_Task to carry out_
Return, from the listing that follows, each line containing the word "wood".

_Input data_
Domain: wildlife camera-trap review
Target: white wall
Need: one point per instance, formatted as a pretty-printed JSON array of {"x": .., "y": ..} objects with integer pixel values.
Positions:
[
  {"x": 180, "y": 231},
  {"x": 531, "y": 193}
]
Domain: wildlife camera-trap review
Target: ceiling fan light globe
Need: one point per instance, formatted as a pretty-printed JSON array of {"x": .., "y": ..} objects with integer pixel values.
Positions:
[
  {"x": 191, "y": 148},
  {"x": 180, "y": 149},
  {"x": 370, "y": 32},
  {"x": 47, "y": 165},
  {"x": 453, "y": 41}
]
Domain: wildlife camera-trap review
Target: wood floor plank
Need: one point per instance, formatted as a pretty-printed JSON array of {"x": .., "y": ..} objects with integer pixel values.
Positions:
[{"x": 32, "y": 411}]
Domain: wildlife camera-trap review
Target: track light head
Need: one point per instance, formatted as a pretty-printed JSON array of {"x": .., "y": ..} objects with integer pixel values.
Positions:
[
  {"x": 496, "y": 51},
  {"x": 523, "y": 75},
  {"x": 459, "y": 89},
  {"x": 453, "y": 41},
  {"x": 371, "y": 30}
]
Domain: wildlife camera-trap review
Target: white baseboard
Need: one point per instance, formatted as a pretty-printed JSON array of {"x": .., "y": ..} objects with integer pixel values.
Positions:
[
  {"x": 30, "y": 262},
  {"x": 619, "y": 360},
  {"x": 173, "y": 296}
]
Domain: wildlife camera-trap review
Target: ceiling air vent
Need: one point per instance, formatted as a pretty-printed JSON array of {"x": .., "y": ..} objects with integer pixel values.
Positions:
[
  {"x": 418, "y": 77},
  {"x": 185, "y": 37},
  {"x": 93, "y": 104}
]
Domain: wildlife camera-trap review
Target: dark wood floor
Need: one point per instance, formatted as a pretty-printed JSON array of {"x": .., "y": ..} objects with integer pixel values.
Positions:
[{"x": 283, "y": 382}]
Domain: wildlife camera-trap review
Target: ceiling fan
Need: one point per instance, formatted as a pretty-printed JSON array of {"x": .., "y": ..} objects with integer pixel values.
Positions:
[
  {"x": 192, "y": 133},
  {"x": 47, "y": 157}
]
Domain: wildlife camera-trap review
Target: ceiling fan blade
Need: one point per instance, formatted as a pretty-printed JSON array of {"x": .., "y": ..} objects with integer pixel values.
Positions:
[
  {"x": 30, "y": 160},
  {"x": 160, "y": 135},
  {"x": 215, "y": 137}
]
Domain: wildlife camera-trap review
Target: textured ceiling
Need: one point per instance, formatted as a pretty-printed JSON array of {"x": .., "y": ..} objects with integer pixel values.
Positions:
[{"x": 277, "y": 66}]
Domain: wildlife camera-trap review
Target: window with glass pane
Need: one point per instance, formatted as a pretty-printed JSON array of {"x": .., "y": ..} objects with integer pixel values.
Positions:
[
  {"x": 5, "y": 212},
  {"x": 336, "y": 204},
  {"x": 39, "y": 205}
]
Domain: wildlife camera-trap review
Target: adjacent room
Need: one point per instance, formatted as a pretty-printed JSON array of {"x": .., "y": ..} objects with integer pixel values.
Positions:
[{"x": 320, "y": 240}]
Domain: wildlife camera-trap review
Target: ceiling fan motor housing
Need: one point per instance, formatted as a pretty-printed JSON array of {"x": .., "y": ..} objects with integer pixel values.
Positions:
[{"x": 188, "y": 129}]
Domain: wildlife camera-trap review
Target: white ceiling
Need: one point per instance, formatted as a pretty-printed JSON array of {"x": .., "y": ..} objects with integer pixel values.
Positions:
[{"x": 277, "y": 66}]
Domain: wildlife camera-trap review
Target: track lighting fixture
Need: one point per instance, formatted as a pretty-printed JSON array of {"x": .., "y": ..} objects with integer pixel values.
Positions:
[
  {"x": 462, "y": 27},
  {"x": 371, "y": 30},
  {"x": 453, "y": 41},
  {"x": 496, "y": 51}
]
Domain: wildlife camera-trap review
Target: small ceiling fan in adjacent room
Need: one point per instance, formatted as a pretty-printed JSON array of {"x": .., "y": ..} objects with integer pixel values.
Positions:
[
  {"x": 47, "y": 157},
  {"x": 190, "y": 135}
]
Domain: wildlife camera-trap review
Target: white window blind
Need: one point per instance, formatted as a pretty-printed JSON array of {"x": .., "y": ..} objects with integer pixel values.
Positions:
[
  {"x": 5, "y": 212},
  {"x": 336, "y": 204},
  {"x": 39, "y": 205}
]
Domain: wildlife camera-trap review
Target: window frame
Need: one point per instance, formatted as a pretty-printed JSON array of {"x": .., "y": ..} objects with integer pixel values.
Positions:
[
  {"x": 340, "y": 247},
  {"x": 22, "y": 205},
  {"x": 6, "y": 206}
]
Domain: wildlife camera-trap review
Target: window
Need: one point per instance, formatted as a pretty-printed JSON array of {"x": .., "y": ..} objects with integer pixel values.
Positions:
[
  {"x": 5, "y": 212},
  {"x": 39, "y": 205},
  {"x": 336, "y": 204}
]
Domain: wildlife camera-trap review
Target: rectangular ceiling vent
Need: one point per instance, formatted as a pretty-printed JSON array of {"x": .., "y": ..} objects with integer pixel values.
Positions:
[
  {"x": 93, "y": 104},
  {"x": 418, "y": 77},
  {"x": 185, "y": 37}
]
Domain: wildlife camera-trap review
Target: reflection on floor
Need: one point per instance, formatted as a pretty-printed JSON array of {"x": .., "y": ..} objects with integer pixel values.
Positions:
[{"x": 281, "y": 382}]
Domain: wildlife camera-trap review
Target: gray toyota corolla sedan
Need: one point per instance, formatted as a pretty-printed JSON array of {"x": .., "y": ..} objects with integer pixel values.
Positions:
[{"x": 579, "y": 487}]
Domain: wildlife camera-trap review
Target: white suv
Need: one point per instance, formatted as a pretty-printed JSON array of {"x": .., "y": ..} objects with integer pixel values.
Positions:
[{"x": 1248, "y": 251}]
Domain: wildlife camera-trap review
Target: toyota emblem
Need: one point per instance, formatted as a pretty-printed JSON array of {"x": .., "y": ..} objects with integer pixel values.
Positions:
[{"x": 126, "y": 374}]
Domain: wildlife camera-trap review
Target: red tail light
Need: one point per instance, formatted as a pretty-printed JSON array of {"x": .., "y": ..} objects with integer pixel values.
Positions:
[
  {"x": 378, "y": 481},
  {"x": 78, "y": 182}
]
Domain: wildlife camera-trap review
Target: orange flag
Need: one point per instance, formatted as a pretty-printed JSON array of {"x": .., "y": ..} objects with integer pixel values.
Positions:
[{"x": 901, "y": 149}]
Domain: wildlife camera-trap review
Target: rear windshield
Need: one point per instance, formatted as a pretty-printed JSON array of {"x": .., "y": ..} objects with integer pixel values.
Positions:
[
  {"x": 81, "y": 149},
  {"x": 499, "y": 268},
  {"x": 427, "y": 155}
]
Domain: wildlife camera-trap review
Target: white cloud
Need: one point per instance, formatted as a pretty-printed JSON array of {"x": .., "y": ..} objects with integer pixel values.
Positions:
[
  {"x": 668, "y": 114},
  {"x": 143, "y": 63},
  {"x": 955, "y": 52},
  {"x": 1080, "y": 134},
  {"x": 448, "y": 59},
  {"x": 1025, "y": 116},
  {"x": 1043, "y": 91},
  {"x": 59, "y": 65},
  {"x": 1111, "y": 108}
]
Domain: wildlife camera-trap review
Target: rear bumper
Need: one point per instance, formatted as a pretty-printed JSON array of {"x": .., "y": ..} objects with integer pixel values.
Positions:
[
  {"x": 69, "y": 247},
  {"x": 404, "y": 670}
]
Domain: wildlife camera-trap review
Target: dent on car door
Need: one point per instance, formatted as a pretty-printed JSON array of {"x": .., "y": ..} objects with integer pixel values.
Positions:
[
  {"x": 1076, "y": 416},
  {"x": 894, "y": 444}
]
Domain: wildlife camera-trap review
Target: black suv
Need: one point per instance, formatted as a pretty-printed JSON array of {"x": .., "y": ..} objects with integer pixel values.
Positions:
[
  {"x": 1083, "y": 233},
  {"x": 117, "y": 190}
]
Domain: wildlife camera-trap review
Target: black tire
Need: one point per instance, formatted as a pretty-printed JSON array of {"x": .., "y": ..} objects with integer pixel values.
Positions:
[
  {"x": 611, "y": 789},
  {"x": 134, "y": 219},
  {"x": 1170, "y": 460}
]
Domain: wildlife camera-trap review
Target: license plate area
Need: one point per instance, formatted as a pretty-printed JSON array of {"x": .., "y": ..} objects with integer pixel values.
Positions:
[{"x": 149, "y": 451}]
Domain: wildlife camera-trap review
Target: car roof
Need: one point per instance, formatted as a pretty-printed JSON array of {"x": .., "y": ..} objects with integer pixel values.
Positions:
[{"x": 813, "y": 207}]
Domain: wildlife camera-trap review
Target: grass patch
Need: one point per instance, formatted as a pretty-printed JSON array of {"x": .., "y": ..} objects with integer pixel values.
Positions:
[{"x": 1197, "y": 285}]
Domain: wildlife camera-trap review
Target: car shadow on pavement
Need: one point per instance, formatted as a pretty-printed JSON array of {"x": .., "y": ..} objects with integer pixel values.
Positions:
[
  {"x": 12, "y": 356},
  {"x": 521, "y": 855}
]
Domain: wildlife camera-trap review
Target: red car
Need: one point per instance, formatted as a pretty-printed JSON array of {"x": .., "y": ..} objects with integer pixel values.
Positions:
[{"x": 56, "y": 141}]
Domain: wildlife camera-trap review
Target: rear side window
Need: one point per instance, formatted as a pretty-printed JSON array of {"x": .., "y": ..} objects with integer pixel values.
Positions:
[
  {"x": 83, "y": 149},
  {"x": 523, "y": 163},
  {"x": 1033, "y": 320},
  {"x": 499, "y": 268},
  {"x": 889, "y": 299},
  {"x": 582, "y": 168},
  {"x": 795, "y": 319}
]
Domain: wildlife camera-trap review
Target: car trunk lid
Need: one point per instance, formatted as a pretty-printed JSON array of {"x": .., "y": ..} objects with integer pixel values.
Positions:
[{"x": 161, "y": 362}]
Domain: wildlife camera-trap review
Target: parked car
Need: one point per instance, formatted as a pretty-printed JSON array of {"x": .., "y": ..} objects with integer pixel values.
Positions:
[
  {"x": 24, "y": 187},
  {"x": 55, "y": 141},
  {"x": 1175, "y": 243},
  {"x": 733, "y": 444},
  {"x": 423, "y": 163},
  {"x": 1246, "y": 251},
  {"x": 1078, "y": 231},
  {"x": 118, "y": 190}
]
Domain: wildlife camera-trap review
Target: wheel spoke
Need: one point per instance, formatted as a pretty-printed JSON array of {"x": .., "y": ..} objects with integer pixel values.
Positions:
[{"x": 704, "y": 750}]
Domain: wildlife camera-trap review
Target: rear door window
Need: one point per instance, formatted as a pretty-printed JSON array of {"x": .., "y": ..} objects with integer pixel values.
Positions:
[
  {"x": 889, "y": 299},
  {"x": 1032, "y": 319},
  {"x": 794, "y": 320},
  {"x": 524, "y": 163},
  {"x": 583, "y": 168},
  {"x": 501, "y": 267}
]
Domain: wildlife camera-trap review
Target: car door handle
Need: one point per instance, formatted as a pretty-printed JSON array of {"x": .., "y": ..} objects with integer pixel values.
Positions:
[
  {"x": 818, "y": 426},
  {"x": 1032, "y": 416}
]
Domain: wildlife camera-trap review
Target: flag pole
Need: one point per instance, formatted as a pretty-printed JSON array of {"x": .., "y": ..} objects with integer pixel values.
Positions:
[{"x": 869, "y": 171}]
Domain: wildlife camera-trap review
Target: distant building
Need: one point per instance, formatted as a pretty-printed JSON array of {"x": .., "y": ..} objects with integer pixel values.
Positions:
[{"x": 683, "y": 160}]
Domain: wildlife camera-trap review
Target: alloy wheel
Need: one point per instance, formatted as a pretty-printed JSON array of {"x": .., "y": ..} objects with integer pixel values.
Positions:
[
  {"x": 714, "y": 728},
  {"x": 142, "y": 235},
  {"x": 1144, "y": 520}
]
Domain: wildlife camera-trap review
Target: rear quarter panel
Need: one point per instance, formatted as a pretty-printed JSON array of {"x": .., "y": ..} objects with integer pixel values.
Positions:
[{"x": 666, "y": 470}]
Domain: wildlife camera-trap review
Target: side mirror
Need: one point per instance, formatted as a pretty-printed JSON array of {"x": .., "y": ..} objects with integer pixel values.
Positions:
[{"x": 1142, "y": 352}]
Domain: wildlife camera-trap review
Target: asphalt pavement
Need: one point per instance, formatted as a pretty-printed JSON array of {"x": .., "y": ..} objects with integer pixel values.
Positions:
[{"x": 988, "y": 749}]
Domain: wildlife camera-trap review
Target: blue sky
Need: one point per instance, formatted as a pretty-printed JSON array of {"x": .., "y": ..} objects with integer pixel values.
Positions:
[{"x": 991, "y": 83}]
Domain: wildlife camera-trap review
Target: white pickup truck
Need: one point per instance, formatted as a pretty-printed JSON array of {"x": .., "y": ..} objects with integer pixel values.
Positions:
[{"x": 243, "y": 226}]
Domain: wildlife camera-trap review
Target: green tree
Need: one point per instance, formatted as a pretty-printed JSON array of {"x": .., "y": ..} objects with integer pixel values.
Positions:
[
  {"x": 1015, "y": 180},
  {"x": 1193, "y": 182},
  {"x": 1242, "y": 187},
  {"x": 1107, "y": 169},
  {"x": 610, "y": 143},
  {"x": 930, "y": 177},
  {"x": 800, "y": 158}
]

_Answer to the exercise_
Target: wood floor plank
Target: dark wood floor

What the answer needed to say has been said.